MATERIAL SHOWN.
******

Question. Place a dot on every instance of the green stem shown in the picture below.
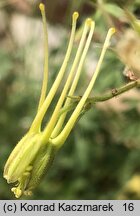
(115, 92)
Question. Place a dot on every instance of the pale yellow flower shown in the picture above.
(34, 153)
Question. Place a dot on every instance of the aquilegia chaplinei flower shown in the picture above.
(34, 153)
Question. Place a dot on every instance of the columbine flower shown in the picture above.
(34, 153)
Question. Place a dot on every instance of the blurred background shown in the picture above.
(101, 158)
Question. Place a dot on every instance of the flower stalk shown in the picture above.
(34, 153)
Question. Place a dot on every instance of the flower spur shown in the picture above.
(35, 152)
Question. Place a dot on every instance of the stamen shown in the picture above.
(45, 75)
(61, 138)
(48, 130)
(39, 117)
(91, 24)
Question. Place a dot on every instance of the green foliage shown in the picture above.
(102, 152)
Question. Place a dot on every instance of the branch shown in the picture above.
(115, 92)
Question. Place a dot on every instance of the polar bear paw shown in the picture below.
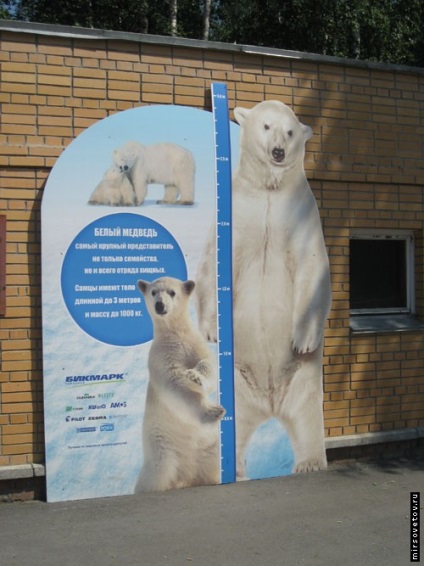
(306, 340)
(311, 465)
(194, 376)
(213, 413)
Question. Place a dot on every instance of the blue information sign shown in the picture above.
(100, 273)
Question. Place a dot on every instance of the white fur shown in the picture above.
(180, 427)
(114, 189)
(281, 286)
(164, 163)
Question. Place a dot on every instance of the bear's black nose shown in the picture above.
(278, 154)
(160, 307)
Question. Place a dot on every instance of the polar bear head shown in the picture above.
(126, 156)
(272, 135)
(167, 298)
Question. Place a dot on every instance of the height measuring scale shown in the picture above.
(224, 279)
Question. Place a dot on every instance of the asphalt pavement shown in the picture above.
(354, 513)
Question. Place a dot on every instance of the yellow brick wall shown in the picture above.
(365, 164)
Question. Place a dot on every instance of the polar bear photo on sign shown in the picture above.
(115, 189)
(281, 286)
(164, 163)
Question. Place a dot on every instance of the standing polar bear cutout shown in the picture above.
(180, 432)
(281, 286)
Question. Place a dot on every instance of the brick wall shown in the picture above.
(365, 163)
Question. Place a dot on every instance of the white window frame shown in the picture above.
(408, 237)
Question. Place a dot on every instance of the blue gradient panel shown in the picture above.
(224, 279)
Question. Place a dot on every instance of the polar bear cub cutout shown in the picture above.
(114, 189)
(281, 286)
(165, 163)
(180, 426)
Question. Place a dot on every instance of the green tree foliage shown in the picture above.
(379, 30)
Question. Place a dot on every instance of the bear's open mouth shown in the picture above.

******

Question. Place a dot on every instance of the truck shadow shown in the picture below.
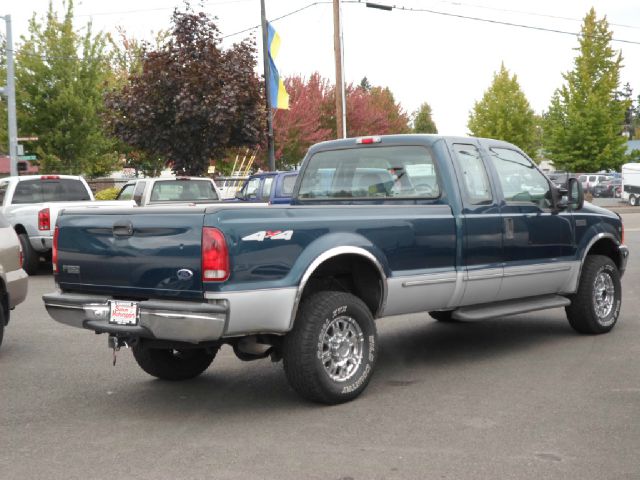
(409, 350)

******

REQUIRED TASK. Reproduce word for word the part of the listing above from the line containing "Question. Place a dot on every instance of the blue gradient" down through the line containing "Question. Place a dot on every instance of the bear's open", including both of those lines.

THE RESULT.
Question. Place a dot on every instance of the blue gradient panel shown in the picture above.
(224, 279)
Question. Place a dot on every instance of the polar bear cub cutout shown in the picture above.
(114, 189)
(281, 286)
(165, 163)
(180, 426)
Question. Place a dot on every instance of the green tree foliage shown in the picture above.
(379, 30)
Question. Place a dot on every instance of the bear's open mouth shown in the picture above.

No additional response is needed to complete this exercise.